[REQUESTS]:
[A] Using the article on the Balancier Convexe S², decide whether each statement agrees with it, answering yes or no and quoting the deciding words: (i) each of the two final editions is limited to 11 pieces; (ii) the movement is self-winding; (iii) the white edition has a bezel in 18k red gold.
[B] Swap "undermount sink" for "kitchen sink" in the rows, from the start of the rows up to and including the line with "[[225, 247], [439, 248]]", and return only those lines, otherwise unchanged.

---- TEXT EXTRACT

Greubel Forsey Bids Farewell to the Balancier Convexe S²

In black or white ceramic.

Greubel Forsey’s entry-level sports watch has been in production for five years and is now at an end. The brand is saying goodbye with a pair of final editions, the Balancier Convexe S² in ceramic. The first version is entirely in white ceramic, and the second is black ceramic with the bezel and case back in 18k red gold.

Each limited to 11 pieces, the two editions share the same movement, but decorated differently to match the case. It’s manual wind, time-only calibre that is anything but simple; the movement is equipped with the brand’s trademark inclined balance wheel as well as titanium bridges and plates.

Initial thoughts

A bestseller for Greubel Forsey when sports watches were all the rage, the Convexe line (and related sports models) is gradually being reduced. The Balancier Convexe S² is one of the few sports models that Greubel Forsey has launched since the change in management resulted in the pivot towards more classical watches, exemplified by last year’s Nano Foudroyante. It might be also one of the last: Greubel Forsey notes besides the end of the model’s production, “[this year] also marks the beginning of a gradual transition toward an almost entirely new collection”.

--------
---- MATERIAL FOR THIS EXERCISE

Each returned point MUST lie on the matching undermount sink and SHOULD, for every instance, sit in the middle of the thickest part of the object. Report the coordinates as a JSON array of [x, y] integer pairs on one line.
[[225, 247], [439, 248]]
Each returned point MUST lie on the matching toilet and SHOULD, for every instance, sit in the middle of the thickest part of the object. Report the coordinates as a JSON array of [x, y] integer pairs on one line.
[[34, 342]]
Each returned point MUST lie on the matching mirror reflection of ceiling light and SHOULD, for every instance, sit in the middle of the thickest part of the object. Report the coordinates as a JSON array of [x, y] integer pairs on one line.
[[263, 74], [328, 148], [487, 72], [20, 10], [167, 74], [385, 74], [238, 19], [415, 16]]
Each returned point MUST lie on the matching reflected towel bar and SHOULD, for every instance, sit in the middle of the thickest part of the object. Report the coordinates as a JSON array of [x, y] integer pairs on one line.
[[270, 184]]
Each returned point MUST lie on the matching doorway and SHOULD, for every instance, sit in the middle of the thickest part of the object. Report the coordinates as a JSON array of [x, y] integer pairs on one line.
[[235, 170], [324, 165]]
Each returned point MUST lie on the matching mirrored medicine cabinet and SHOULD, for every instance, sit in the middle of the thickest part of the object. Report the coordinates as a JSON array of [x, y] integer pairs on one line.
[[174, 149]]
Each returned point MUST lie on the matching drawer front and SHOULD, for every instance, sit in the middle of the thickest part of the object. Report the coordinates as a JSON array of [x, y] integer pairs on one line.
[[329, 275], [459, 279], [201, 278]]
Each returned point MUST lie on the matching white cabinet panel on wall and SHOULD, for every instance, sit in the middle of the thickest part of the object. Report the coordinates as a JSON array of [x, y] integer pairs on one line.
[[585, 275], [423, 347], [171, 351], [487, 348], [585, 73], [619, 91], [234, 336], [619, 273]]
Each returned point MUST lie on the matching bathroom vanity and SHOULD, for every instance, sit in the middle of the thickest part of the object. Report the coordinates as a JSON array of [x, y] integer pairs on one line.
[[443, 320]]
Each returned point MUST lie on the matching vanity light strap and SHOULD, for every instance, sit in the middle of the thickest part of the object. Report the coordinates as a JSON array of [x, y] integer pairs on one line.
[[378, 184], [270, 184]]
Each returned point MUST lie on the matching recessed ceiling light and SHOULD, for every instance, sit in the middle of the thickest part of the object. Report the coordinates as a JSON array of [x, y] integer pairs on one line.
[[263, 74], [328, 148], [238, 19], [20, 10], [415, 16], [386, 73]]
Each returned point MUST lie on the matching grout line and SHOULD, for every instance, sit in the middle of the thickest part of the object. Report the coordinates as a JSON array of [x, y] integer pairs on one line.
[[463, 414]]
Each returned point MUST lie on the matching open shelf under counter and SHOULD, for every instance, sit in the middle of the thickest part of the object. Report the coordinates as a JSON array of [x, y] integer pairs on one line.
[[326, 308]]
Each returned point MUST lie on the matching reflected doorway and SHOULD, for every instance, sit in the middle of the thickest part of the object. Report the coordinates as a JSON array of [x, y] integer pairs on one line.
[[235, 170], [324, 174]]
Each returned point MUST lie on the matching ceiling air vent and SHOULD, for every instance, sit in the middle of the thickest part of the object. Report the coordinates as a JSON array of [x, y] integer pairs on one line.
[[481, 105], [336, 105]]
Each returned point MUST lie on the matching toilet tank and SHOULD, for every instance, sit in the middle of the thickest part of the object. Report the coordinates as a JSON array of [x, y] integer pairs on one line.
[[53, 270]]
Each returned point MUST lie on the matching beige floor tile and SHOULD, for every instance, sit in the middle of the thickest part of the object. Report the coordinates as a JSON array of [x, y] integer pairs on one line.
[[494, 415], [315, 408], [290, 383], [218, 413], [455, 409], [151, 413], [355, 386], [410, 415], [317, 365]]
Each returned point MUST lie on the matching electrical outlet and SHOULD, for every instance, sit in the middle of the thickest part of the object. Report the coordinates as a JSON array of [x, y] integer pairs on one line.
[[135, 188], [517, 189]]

--------

[SOLUTIONS TO THE EXERCISE]:
[A]
(i) Yes: "Each limited to 11 pieces"
(ii) No: "It’s manual wind, time-only calibre"
(iii) No: "The first version is entirely in white ceramic"

[B]
Each returned point MUST lie on the matching kitchen sink and SHOULD, for every instance, sit in the middle of the thickest part of the object. Report the coordinates as a JSON array of [x, y] integer pairs on one line.
[[225, 247], [439, 248]]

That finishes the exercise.